[MATERIAL SUPPLIED]:

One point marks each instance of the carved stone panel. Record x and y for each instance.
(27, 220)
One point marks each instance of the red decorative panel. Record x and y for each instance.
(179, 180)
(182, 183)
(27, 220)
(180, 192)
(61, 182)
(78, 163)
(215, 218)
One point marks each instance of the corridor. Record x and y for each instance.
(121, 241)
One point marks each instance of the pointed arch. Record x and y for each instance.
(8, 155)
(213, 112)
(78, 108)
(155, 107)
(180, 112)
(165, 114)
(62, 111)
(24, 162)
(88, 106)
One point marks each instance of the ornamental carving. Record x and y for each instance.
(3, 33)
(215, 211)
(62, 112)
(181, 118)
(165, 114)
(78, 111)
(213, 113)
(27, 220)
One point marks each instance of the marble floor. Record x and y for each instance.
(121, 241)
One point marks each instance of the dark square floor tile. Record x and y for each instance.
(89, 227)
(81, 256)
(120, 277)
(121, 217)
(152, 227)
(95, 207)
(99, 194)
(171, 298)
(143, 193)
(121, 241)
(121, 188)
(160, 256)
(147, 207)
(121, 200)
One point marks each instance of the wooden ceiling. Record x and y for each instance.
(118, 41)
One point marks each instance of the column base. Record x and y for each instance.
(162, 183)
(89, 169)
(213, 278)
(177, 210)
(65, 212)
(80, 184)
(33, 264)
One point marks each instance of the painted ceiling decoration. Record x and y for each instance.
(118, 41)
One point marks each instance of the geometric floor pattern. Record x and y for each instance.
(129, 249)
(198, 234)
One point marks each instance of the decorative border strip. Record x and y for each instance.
...
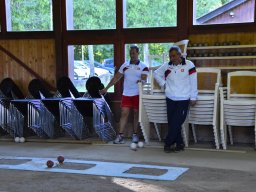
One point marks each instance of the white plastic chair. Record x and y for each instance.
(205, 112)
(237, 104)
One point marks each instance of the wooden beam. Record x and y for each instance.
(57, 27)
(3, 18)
==
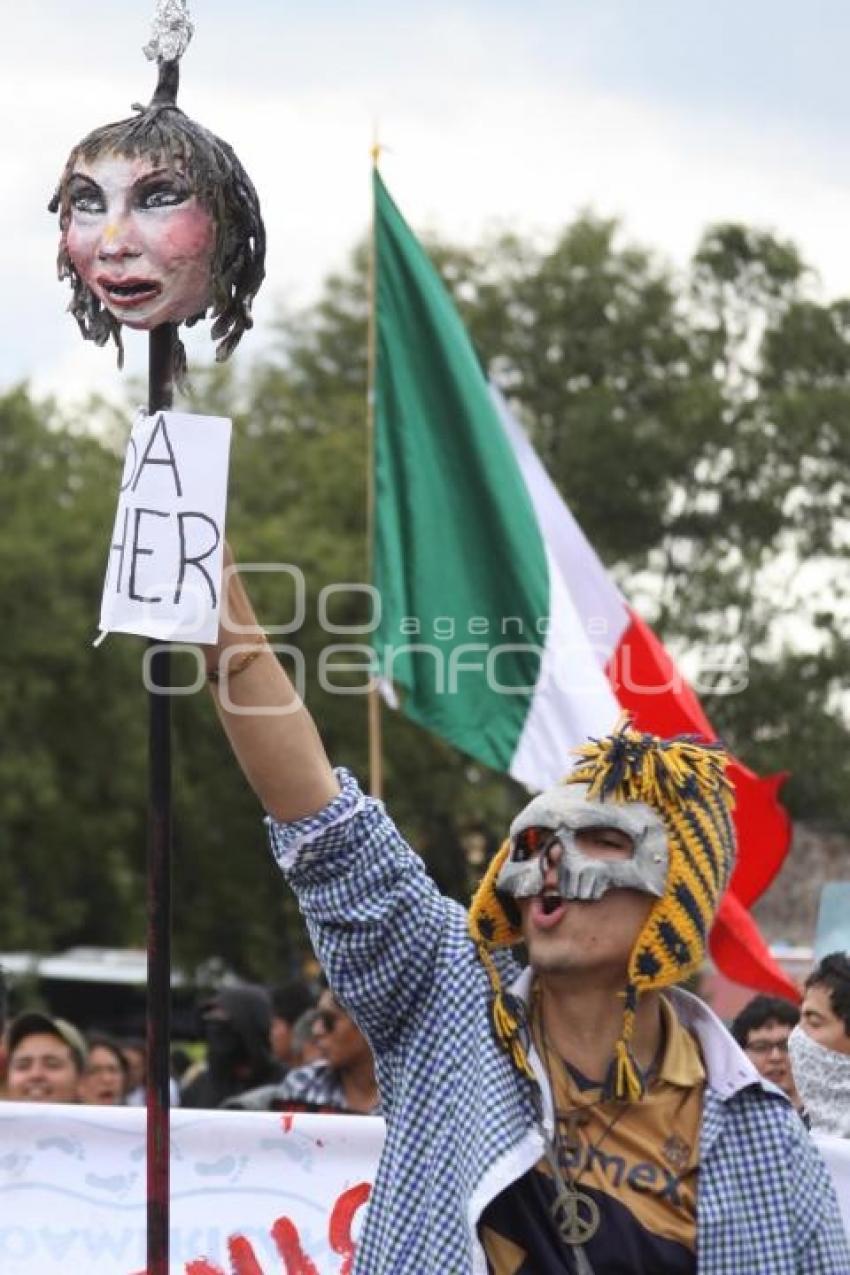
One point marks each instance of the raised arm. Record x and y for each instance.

[WORK TO DO]:
Gather every line of the data above that contains the word "ceiling", matching case exactly.

[FINAL ANSWER]:
One point marks each instance of the wooden ceiling. Record x and y for each instance.
One point marks each instance of the painted ceiling decoration. Record x and y for each instance.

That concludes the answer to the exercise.